Tally the lines in the material below that contain the string "black". Case counts, so only matches with the same capitalization qualify. Reply with the number alone.

———

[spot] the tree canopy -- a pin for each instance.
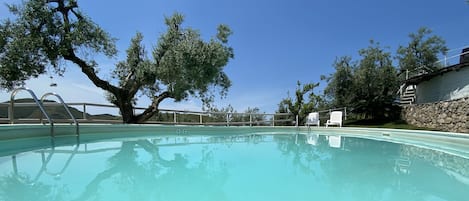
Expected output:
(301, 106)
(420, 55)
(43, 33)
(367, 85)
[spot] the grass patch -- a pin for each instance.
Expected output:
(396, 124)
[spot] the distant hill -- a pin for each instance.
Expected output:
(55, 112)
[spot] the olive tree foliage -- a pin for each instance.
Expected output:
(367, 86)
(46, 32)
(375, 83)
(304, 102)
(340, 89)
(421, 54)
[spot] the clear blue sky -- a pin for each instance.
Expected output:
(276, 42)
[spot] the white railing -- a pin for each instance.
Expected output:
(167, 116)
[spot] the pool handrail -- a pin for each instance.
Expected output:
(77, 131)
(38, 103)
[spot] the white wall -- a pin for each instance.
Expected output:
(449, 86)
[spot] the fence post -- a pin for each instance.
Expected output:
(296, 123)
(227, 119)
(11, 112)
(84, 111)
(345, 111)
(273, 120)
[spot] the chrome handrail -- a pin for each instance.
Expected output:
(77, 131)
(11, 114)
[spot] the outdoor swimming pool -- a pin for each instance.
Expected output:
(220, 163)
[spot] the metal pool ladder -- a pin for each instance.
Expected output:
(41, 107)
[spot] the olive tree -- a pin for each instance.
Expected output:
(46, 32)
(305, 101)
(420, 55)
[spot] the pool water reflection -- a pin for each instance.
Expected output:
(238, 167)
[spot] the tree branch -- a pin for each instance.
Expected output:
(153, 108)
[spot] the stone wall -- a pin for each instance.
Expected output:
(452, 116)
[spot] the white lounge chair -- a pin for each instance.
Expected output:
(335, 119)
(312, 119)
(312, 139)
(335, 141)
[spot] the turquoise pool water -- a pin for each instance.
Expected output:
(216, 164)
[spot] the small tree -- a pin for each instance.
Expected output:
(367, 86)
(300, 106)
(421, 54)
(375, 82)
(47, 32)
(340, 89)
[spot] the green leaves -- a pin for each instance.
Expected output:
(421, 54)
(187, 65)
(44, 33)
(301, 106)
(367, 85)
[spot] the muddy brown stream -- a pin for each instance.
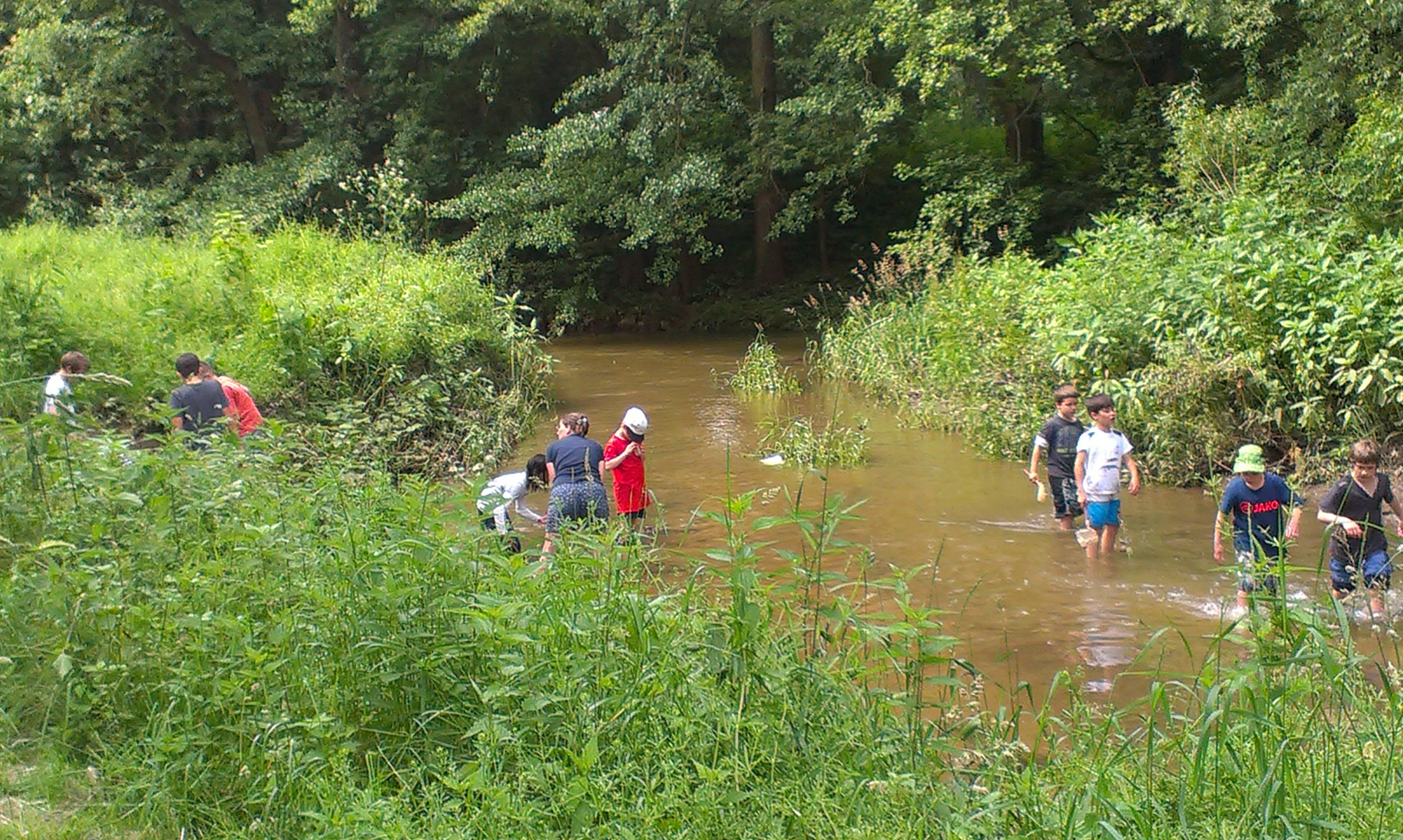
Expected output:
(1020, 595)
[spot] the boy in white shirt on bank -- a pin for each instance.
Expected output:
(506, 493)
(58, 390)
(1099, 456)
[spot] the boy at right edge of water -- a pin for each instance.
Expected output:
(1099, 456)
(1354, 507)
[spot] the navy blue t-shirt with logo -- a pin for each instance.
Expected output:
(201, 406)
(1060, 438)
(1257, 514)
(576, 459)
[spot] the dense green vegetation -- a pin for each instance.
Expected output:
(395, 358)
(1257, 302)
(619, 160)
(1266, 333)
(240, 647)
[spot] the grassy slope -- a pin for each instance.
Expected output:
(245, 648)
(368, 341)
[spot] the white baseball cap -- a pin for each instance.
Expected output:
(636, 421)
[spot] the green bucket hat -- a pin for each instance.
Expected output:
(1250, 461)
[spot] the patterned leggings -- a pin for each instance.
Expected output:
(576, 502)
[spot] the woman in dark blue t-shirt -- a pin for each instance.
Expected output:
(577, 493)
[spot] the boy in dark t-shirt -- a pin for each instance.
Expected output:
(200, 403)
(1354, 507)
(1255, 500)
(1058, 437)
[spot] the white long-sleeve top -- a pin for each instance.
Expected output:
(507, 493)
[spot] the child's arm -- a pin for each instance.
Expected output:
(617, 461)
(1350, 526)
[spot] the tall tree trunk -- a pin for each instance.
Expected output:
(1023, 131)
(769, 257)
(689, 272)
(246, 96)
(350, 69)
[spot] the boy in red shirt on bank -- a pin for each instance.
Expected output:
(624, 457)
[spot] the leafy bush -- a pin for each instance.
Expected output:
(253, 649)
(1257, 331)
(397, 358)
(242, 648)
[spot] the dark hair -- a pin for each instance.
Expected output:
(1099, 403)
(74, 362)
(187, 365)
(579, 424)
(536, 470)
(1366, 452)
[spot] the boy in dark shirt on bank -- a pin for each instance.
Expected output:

———

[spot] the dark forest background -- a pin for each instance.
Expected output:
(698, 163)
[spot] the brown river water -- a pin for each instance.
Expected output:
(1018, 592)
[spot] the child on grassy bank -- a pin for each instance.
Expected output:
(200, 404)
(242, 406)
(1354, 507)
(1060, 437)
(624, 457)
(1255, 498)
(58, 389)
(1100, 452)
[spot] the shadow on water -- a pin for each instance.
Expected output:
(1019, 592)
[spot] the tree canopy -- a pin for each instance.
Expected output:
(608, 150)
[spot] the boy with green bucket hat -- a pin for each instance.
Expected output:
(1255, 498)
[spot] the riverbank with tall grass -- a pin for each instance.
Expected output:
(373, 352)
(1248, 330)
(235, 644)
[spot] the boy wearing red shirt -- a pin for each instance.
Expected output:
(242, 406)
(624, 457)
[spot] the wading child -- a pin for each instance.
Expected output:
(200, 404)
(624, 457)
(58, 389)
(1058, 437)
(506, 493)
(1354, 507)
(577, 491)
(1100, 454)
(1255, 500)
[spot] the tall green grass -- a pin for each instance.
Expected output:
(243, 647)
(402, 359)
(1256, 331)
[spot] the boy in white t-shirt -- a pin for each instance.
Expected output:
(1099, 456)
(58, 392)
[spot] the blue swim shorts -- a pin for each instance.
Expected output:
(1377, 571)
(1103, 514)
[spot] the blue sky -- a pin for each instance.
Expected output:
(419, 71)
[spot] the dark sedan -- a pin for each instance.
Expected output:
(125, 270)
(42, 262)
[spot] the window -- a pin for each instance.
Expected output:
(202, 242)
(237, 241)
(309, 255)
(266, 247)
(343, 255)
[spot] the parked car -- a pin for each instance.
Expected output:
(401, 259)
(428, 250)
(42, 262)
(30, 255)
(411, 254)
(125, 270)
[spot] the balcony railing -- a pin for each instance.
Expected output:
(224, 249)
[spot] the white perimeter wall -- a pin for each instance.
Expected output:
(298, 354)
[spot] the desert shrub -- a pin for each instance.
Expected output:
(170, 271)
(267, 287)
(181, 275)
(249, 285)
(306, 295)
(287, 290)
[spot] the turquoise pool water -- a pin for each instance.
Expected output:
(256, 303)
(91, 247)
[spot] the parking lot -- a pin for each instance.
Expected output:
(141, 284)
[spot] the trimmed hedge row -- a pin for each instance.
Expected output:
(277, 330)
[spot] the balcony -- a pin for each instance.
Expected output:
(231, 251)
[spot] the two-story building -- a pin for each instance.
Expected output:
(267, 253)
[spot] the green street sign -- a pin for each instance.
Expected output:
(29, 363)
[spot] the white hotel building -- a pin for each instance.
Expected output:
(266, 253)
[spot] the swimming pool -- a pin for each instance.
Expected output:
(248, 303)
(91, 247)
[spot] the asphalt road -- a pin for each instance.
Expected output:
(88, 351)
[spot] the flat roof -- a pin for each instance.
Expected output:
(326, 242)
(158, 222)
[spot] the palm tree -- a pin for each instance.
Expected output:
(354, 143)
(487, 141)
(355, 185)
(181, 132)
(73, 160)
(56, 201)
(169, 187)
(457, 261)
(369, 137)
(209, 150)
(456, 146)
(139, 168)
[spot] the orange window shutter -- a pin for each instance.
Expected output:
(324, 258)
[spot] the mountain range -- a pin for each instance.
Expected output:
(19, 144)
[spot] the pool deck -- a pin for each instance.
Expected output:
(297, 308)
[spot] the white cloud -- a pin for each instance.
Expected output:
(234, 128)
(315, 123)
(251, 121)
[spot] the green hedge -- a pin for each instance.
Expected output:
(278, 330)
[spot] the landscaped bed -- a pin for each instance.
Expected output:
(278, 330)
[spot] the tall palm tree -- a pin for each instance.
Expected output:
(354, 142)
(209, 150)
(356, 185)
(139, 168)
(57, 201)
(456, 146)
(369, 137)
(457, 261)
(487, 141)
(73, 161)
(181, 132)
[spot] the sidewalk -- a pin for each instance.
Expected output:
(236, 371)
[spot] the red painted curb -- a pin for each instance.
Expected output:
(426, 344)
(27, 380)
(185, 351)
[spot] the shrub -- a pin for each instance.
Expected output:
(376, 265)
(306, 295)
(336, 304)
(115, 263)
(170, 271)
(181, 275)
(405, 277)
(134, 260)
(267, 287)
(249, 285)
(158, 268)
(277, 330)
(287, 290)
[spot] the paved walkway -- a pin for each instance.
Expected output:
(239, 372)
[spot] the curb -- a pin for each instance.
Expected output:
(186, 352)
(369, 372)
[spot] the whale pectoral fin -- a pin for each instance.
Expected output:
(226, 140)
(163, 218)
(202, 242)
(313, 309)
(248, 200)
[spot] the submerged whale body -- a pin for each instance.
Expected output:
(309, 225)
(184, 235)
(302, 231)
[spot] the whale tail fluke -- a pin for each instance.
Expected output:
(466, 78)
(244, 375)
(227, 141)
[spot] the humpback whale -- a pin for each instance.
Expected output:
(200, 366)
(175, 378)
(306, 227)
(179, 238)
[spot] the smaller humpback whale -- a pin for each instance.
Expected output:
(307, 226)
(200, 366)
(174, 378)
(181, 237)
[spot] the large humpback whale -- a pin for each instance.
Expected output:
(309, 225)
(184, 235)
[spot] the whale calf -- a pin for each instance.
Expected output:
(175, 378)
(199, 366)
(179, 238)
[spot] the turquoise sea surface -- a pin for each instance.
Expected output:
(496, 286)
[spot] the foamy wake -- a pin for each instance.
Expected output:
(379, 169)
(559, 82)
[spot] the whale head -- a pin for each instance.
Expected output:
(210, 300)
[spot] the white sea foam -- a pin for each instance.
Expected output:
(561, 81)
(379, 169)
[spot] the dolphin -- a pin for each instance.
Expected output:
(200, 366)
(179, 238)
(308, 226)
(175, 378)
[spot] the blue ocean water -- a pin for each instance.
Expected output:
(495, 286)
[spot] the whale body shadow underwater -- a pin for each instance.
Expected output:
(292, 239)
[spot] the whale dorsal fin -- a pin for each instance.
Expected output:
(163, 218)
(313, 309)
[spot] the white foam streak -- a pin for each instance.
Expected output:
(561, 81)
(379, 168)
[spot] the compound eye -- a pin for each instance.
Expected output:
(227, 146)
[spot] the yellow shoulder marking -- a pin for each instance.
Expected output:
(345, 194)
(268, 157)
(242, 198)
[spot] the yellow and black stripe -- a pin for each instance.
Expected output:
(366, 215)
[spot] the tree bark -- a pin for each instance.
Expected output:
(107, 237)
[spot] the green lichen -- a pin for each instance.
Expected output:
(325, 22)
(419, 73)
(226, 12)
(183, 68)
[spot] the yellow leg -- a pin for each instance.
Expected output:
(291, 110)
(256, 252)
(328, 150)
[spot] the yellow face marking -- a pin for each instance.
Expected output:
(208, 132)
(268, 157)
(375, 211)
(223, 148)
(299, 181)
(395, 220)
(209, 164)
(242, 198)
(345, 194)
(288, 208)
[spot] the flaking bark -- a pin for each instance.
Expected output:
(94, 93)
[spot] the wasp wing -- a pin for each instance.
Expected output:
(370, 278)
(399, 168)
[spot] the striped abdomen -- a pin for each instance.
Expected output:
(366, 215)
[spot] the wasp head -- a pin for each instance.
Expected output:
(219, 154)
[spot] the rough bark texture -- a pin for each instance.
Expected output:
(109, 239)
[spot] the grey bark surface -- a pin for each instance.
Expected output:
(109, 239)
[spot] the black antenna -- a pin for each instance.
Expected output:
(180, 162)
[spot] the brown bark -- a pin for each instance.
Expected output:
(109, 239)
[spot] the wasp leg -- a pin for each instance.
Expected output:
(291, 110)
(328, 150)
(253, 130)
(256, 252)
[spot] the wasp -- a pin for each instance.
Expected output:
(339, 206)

———

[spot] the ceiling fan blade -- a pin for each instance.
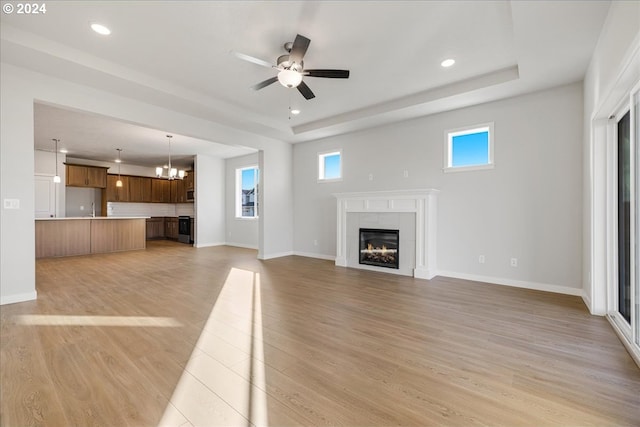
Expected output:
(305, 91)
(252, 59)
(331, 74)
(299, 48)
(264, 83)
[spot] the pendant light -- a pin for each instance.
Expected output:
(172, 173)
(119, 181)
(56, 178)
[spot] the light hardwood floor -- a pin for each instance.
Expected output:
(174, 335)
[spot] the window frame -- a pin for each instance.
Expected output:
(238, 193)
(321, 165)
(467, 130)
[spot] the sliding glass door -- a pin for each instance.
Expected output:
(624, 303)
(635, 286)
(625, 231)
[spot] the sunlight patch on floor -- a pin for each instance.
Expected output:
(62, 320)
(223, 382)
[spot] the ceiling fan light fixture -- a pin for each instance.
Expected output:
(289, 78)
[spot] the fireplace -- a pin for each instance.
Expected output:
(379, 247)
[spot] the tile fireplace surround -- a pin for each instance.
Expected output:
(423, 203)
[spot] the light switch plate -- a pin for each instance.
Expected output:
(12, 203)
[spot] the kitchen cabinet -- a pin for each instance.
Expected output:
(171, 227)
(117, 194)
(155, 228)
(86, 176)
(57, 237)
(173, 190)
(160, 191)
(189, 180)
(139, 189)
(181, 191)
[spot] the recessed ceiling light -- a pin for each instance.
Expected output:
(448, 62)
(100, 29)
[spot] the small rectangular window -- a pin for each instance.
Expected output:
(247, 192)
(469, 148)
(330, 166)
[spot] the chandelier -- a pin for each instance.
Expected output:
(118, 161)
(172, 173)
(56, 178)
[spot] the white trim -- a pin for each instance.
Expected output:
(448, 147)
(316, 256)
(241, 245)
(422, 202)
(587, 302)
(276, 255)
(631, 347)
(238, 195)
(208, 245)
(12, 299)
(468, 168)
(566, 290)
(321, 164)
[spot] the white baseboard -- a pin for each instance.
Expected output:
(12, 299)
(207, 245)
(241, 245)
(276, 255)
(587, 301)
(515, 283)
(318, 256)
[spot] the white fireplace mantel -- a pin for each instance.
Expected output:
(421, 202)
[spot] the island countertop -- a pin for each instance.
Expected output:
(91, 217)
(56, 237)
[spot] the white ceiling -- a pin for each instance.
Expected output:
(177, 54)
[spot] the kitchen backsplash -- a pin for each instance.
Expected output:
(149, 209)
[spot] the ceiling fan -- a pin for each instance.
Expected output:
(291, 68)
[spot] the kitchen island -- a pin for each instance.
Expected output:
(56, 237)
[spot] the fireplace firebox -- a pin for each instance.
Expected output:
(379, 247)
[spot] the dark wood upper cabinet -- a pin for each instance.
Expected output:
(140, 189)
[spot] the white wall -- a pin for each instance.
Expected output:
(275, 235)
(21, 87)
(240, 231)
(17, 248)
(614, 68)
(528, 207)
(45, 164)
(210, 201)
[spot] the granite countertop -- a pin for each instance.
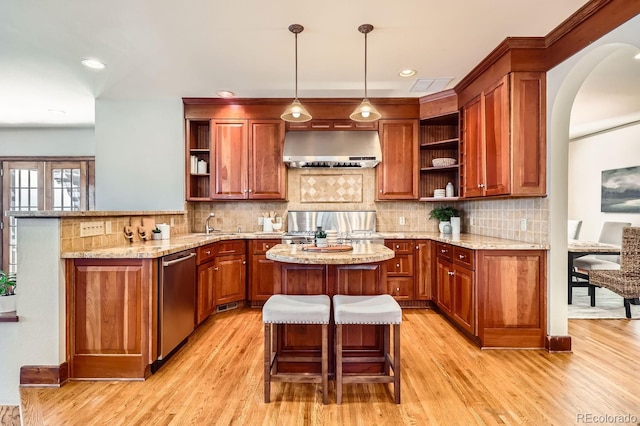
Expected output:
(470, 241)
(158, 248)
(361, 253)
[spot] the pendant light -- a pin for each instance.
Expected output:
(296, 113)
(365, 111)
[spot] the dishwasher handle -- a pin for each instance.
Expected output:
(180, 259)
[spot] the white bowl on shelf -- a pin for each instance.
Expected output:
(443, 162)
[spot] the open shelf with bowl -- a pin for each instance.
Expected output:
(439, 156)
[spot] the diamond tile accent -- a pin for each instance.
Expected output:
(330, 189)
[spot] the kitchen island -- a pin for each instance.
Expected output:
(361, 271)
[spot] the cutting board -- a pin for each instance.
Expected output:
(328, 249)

———

» ANSWER BELOW: 2